> [PASSAGE PROVIDED]
....

Although Göring considered the "Honor Goblet of the Luftwaffe" to be his "personal creation", it was not an original idea. It was based on a World War I aviation award, the Ehrenbecher für den Sieger im Luftkampf, or Honor Goblet for the Victor in Air Combat. This award was generally given upon one's first victory in aerial combat (although the actual award bestowal might come some time after the victory). It has been reported (although the late aviation historian Neal O'Connor, was unable to confirm it before his death), that the requirement for aerial victories may have increased later in the war, since air combat became more common. The total number of awards presented is unknown, but it was fewer than its World War II successor.

Among notable recipients of the Ehrenbecher für den Sieger im Luftkampf were:
- Oswald Boelcke – 24 December 1915; One of Germany's top aces of World War I; also received the Pour le Mérite.
- Otto Deßloch – award date unknown; later a Colonel General in the Luftwaffe; he also received the Knight's Cross of the Iron Cross with Oakleaves.
- Hermann Göring – 15 April 1916; later Reichsmarschall; received the Pour le Mérite, Baden's Military Karl-Friedrich Merit Order, Grand Cross of the Iron Cross and numerous other decorations.

....

> [SUPPLIED DATA]
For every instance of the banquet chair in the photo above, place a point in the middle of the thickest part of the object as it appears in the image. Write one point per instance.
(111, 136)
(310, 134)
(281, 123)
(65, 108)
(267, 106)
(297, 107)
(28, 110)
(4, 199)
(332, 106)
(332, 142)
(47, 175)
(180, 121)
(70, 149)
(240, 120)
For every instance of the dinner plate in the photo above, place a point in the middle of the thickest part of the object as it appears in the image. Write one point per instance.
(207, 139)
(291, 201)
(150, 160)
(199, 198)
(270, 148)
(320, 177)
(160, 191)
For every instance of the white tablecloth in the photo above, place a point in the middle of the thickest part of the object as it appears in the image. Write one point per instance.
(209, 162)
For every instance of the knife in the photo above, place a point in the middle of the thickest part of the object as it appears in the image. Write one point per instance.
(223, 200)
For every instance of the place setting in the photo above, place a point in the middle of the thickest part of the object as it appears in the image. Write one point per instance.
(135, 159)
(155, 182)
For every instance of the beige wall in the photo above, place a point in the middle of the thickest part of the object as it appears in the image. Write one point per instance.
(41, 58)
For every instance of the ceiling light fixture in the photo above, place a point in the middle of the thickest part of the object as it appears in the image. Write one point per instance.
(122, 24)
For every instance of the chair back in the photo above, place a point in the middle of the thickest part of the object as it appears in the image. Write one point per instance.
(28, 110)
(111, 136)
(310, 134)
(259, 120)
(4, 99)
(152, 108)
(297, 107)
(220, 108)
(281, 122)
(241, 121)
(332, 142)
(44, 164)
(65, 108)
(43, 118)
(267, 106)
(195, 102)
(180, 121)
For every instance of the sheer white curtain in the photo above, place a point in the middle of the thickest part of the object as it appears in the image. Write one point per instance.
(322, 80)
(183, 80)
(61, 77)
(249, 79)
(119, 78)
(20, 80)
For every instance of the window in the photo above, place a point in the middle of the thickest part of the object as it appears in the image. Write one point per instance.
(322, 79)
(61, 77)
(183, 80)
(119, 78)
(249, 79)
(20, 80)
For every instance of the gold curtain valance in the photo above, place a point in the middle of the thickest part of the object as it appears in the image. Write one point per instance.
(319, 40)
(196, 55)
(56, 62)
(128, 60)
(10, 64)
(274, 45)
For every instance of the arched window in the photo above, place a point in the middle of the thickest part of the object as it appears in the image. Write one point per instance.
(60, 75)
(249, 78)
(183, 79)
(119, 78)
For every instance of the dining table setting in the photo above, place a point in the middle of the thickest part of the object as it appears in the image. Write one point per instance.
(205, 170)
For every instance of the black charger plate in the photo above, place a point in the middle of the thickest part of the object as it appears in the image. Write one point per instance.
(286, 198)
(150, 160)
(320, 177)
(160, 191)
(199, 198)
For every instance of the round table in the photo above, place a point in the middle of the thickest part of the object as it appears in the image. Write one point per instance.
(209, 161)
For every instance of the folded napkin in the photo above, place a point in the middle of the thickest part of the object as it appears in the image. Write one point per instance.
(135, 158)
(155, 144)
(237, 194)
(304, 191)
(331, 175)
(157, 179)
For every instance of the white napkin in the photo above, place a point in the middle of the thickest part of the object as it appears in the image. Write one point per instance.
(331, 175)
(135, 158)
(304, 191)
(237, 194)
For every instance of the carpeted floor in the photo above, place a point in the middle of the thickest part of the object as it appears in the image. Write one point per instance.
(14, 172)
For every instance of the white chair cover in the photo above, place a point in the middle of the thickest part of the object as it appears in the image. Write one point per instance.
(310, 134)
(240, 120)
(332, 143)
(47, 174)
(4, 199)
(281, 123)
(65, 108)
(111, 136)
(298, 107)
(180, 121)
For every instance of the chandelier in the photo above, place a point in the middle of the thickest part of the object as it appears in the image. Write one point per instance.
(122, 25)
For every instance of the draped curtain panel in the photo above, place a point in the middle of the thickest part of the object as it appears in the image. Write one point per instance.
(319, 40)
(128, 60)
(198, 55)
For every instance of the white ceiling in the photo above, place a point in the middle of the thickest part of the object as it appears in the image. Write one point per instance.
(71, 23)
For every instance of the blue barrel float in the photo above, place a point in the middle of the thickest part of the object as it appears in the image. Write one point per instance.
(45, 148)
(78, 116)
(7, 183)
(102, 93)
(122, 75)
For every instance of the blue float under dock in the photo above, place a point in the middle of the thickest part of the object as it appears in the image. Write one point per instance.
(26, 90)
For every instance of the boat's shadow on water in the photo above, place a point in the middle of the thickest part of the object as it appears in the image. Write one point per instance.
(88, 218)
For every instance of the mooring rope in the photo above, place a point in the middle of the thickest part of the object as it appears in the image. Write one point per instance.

....

> [ASSIGNMENT] Could you carry on the passage about the World War I Honor Goblet from the point where it stops? The records have nothing to do with the passage about the Honor Goblet.

> [ANSWER TO THIS EXERCISE]
- Georg Ritter von Hengl – 17 July 1918; knighted with the Bavarian Military Order of Max Joseph in October 1918; later became General of Mountain Troops and commanded the 2nd Mountain Division and XIX Mountain Corps.
- Max Immelmann – 24 December 1915; German World War I ace whose early exploits and fame led to the nickname for the Pour le Mérite as the "Blue Max"; also received the Knight's Cross and Commander's Cross of Saxony's Military Order of St. Henry.
- Bruno Loerzer – award date unknown; the 8th ranking German ace of World War I; also received the Pour le Mérite; later a Colonel General in the Luftwaffe.
- Theo Osterkamp – 18 April 1917; naval aviator and Pour le Mérite recipient; also flew in World War II and rose to Lieutenant General in the Luftwaffe.
- Manfred von Richthofen – award date unknown; top ace of World War I; also received the Pour le Mérite, Saxony's Military Order of St. Henry, Württemberg's Military Merit Order and numerous other decorations.
- Kurt Student – award date unknown; later a Colonel General in the Luftwaffe and commander of German airborne troops.
- Ernst Udet – 17 August 1916; second highest scoring German ace of World War I; also received the Pour le Mérite; later a Colonel General in the Luftwaffe.

The Imperial German Navy had its own aviation forces in World War I, and created its own non-portable award for victory in aerial combat. This was the Ehrenpreis für Vernichtung eines feindlichen Flugzeugs, or Honor Prize for the Destruction of an Enemy Aircraft. This was not a goblet, but a trophy of two eagles engaged in a mid-air fight.

There was also another, even more rare, Imperial German award, the Ehrenbecher für erfolgreiche Angriffe aus der Luft, or Honor Goblet for Successful Attacks from the Air. This was apparently only bestowed a very few times to members of bomber or Zeppelin crews for successful attacks.